**WHAT YOU WILL DO**
In the text on Soviet espionage, whom did Stalin assign to assassinate Tito?

**GIVEN TEXT**

Former KGB head Yuri Andropov.

(Former KGB head Yuri Andropov)

About a quarter the way into the book, Walker turns to the Cold War and successfully argues that Stalin’s ability to negotiate a favorable postwar settlement was assisted by the work of the Cambridge 5 in England as they produced innumerable numbers of documents and intelligence.  Anthony Blunt, Donald MacLean, and Kim Philby, all members of the Cambridge 5 were essential figures and Philby himself was put in charge of British counterespionage!  In fact, Walker argues that Stalin knew about the atomic bomb much earlier than Harry Truman which is why at the Potsdam Conference he did not act surprised when the president warned him about the new weapons.

Elena Vavilova and Andréi Bezrúkov, in Moscow, while training for the KGB.

(Elena Vavilova and Andréi Bezrúkov, in Moscow, while training for the KGB)

Walker goes into detail concerning Stalin’s fears of Josef Broz Tito, the leader of Yugoslavia who believed in a neutral approach to the Cold War and its path toward implementing socialism.  Tito was able to act in this manner because his forces liberated his country from the Nazis, which was not the case throughout eastern Europe.  Stalin tasked Iosif Grigulevich, a Soviet illegal to assassinate Tito.  Interestingly, earlier Grigulevich was also involved in a failed attempt to kill Leon Trotsky.  Stalin would fail to kill Tito, who would remain a thorn in his side and Russia in general.  The dispute with Tito would last until Stalin died in March 1953 which also saved thousands of others he implicated in the Doctor’s Plot, a conspiracy that Jews were out to kill the Russian dictator.

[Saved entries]
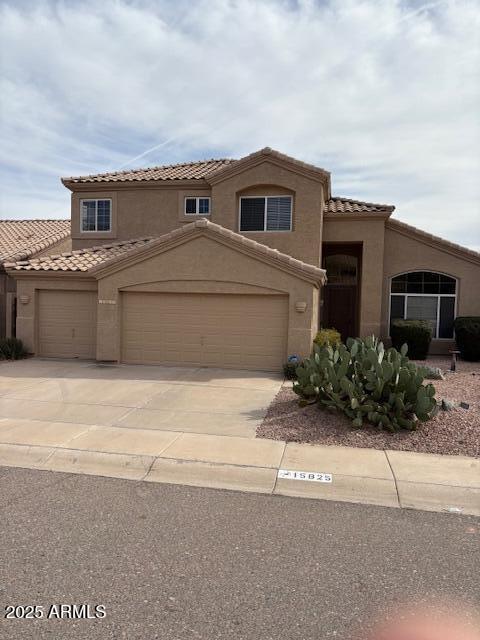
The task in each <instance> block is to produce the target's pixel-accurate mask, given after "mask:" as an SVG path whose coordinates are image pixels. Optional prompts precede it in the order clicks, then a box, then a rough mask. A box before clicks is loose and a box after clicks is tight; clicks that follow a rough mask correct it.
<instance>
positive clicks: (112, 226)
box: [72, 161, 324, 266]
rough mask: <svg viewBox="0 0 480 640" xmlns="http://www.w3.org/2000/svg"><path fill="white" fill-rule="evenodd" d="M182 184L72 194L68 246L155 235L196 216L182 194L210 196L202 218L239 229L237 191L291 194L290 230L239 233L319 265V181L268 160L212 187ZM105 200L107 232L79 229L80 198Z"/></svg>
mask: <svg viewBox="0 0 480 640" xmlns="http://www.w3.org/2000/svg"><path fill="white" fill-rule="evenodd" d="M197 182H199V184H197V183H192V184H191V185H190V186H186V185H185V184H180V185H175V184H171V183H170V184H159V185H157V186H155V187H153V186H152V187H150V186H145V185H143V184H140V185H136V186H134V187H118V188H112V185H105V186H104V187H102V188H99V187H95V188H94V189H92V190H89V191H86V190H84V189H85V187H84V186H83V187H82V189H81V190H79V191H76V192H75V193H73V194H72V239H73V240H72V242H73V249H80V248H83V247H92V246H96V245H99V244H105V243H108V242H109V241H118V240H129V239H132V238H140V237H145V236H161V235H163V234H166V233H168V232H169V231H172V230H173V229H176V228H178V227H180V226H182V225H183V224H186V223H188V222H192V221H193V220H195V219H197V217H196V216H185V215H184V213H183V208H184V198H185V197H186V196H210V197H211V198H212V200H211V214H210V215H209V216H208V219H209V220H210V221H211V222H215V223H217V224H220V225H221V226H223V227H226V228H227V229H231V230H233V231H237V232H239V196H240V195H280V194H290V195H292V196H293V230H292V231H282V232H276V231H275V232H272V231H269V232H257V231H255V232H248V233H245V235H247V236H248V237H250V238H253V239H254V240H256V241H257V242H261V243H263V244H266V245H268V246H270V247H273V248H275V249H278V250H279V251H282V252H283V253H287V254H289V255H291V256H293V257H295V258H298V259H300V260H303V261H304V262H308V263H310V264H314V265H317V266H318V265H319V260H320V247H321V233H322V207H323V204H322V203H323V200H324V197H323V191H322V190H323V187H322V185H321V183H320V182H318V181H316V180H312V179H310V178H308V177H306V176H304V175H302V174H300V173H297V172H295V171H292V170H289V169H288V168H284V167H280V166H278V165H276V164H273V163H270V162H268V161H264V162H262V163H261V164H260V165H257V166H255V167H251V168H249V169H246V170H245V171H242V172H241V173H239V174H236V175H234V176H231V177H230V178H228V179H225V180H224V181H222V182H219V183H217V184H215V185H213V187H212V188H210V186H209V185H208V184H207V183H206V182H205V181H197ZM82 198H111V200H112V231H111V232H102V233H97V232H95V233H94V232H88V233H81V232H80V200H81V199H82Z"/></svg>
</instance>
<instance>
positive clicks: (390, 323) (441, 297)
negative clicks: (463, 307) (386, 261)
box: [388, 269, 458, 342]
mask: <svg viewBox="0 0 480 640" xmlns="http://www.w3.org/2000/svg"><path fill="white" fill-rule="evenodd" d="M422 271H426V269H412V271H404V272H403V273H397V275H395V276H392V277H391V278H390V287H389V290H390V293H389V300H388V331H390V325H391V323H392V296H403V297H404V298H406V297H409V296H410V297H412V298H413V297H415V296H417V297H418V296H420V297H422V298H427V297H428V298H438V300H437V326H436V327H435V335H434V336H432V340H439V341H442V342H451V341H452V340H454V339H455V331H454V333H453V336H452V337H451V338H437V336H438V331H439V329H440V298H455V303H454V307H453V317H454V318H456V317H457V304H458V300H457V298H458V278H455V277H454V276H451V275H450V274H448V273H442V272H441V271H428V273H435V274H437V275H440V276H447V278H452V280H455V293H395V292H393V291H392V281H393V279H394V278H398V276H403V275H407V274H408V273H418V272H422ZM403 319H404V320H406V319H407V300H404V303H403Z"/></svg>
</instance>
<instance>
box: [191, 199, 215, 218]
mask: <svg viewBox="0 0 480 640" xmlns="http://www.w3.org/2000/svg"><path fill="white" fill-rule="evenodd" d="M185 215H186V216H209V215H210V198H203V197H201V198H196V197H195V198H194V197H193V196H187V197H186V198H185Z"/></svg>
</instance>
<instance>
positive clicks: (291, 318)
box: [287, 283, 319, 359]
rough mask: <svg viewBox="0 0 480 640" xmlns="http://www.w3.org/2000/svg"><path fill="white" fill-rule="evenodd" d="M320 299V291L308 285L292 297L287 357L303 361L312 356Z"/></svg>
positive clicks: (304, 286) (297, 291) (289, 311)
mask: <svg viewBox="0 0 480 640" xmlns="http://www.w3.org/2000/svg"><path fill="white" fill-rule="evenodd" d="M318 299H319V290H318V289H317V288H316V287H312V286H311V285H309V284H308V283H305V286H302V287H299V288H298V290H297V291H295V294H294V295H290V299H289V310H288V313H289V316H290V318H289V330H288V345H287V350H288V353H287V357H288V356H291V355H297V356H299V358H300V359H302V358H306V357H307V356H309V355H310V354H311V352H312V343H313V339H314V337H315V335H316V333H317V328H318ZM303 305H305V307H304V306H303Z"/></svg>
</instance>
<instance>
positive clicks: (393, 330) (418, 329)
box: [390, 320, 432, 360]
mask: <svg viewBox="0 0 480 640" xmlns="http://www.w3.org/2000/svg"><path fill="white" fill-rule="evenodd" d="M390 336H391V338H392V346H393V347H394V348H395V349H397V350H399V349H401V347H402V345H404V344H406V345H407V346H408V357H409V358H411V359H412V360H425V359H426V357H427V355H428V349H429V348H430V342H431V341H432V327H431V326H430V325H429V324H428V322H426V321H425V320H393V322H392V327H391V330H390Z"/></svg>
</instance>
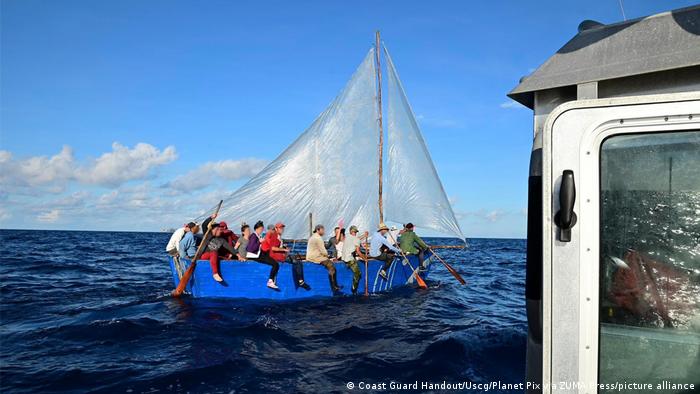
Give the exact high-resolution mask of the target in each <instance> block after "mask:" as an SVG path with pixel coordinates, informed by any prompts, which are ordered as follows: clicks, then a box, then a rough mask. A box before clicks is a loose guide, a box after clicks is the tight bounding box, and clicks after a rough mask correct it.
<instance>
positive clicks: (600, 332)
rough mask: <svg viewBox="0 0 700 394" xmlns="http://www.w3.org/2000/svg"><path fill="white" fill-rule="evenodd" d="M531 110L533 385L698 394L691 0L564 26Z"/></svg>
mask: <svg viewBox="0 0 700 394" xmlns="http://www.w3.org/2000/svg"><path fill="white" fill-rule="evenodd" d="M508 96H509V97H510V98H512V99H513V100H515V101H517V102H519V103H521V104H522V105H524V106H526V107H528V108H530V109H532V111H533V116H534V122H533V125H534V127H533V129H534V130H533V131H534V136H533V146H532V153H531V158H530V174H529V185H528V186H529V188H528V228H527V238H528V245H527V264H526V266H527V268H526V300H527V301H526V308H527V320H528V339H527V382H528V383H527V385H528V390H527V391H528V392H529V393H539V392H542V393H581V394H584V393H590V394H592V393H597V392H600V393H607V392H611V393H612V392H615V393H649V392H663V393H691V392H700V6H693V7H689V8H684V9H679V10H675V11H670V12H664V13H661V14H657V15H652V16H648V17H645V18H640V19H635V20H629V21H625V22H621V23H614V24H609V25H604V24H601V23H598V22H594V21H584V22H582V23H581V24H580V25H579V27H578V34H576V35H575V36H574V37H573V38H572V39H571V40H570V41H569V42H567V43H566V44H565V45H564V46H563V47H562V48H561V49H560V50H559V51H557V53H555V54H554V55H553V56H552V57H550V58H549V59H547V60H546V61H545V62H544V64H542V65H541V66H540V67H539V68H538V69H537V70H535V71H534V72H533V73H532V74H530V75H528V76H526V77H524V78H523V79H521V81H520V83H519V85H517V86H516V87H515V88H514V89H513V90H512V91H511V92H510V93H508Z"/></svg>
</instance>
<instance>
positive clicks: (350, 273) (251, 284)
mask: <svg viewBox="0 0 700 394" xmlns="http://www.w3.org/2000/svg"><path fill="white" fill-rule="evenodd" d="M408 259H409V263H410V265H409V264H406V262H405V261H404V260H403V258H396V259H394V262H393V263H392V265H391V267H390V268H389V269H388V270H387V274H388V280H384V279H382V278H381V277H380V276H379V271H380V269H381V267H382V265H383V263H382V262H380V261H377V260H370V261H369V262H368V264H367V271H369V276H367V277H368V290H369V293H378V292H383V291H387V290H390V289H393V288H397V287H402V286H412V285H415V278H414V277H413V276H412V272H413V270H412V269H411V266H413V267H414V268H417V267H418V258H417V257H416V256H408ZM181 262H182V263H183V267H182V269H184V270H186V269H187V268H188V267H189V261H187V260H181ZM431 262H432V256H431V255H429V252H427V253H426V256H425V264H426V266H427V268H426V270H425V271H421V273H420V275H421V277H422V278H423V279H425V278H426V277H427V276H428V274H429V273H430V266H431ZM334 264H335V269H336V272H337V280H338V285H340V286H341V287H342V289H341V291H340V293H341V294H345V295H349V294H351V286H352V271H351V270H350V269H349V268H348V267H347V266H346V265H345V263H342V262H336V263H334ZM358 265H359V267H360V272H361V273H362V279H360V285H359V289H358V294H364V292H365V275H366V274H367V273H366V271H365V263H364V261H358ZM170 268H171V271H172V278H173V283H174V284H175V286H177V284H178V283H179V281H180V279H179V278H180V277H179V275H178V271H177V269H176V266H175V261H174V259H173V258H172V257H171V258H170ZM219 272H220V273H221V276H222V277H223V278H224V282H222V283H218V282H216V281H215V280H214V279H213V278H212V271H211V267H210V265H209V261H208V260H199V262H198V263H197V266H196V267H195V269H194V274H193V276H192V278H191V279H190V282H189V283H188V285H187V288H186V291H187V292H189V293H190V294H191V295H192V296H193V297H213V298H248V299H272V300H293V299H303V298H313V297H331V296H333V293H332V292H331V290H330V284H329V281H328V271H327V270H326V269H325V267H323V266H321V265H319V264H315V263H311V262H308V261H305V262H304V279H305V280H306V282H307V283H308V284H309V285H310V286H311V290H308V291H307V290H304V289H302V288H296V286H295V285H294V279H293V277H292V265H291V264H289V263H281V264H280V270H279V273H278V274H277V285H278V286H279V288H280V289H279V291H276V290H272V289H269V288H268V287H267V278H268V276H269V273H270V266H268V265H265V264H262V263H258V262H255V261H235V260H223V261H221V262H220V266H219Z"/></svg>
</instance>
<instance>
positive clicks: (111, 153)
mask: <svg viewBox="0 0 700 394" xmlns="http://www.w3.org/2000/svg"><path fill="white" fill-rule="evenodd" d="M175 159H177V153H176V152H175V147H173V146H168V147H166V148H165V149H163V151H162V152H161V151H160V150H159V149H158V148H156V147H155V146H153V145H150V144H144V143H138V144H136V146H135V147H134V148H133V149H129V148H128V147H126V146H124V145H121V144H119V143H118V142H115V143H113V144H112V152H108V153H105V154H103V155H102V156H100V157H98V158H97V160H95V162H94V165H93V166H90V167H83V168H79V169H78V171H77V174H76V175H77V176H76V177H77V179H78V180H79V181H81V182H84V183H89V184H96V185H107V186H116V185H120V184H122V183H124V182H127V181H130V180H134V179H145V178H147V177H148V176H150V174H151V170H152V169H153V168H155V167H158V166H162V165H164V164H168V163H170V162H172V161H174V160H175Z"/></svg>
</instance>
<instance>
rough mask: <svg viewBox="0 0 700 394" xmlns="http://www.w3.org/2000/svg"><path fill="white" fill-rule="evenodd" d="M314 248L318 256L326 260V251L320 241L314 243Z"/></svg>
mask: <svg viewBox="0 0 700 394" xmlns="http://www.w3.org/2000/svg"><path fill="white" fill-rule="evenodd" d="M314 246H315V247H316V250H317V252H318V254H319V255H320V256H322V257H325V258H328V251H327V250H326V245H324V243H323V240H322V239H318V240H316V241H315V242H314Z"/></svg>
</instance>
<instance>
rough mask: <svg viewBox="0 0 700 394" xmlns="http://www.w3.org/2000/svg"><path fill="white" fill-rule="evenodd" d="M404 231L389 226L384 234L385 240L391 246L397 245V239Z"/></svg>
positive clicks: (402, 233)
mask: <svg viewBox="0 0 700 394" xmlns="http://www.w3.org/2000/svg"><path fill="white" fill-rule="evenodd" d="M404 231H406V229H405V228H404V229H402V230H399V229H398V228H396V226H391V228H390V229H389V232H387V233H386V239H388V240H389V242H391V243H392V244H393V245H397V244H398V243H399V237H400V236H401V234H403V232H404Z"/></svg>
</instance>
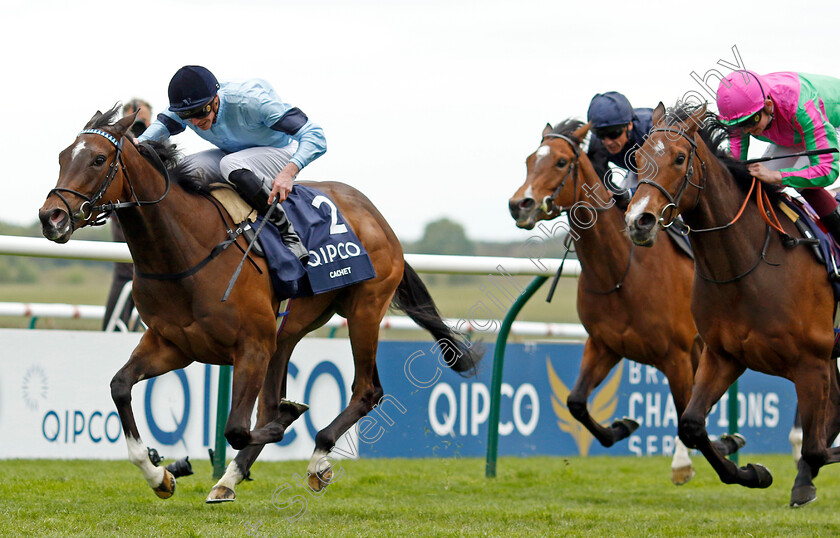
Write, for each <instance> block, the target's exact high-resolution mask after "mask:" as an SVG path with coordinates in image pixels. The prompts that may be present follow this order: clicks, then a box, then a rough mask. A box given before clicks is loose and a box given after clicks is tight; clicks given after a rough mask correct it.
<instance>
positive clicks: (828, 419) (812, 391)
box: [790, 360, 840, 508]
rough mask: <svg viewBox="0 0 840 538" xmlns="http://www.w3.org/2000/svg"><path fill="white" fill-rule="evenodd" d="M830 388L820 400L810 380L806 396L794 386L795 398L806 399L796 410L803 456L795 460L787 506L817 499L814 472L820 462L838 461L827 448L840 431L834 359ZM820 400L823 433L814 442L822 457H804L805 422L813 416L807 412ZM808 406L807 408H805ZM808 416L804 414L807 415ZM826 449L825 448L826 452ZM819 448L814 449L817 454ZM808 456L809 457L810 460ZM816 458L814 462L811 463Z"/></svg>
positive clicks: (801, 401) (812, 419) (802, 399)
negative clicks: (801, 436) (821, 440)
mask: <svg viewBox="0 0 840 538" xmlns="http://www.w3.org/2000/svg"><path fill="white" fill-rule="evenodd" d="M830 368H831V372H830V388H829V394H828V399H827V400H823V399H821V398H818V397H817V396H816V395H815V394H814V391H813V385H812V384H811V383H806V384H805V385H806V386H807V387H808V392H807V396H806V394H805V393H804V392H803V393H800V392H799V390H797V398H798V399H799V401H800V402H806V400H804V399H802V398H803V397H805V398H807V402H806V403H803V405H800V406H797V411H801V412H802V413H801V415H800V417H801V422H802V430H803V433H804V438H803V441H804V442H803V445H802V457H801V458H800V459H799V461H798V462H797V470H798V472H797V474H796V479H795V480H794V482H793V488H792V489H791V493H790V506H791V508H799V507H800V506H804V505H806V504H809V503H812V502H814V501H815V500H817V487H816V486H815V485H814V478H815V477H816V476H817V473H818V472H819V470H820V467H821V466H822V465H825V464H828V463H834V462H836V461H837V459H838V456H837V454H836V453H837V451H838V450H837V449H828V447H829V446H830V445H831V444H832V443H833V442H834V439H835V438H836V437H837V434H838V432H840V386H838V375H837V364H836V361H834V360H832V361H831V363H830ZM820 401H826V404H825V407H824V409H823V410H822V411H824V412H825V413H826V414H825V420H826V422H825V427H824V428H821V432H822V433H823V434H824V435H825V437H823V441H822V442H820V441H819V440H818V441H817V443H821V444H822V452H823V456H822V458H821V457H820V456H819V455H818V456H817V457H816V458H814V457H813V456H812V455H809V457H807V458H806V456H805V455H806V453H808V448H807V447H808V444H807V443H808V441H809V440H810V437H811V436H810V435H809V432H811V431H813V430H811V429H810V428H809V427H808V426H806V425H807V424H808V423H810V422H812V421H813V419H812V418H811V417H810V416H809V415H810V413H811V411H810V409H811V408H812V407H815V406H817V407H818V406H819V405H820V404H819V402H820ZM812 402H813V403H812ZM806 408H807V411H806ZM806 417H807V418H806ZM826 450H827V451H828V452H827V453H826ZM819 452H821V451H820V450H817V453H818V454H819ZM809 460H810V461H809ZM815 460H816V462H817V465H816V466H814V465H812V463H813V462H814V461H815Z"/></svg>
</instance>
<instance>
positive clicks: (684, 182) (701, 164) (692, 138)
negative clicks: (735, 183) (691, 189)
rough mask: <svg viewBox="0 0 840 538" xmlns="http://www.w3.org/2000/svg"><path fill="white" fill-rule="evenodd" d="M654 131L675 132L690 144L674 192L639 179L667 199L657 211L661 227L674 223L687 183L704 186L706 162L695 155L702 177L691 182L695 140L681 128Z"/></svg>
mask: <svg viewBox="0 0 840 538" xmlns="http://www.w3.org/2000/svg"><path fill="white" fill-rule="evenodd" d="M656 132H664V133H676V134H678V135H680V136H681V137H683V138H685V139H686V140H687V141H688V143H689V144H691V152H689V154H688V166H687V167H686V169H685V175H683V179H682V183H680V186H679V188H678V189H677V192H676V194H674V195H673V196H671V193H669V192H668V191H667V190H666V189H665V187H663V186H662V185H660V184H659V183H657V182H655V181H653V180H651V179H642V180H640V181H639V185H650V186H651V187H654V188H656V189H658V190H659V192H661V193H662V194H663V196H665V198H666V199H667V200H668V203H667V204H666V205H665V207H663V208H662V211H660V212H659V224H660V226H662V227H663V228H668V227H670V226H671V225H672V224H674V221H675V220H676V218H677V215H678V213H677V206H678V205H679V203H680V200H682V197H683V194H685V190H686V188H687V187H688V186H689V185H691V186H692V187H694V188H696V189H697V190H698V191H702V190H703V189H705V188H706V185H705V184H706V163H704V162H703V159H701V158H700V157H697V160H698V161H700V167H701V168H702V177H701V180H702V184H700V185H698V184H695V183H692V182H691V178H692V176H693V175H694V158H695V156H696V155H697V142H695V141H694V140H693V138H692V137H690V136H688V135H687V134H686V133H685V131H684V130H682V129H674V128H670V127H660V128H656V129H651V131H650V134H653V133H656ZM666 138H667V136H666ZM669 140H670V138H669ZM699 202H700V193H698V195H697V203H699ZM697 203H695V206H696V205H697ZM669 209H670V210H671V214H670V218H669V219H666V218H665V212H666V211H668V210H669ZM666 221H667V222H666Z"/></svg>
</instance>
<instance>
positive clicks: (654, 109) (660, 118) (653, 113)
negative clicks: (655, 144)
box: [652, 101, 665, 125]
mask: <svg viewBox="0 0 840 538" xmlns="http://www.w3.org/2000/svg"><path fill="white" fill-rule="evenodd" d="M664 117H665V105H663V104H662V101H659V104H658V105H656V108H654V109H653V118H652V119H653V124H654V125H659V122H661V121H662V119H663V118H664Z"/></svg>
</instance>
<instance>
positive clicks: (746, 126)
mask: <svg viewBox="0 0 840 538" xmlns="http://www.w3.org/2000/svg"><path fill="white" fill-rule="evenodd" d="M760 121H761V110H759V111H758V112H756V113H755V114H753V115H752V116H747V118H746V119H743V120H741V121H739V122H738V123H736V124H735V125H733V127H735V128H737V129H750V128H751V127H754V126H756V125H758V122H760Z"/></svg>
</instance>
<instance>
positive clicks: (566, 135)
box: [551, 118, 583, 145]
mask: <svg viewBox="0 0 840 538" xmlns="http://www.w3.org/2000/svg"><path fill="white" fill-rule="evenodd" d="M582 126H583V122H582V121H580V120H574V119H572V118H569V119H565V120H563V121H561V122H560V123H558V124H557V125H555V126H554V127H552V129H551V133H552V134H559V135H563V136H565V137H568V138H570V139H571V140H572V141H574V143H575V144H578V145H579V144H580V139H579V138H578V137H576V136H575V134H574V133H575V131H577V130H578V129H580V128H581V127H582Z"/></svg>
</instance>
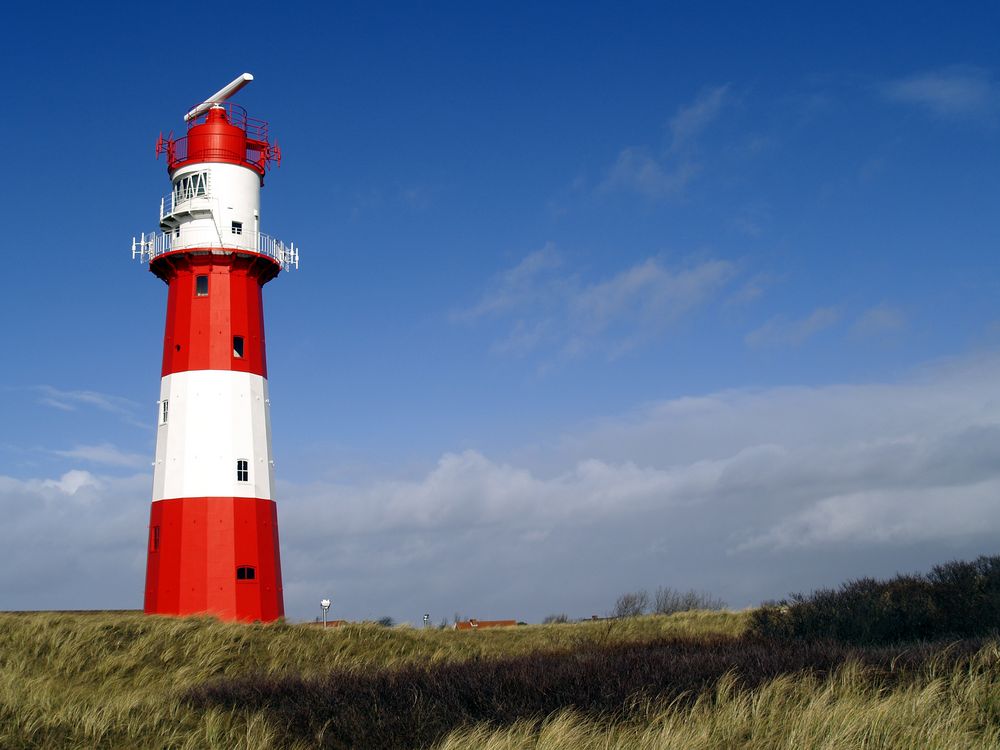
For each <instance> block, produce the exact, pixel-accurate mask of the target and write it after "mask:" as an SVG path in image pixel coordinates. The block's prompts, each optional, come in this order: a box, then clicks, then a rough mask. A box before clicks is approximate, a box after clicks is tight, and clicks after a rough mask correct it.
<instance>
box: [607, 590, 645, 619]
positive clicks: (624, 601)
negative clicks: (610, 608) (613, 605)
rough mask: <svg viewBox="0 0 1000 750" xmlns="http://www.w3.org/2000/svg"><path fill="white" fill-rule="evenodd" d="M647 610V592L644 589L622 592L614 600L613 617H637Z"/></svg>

**SOLUTION FOR THIS PROBLEM**
Iosif Grigulevich, a Soviet illegal.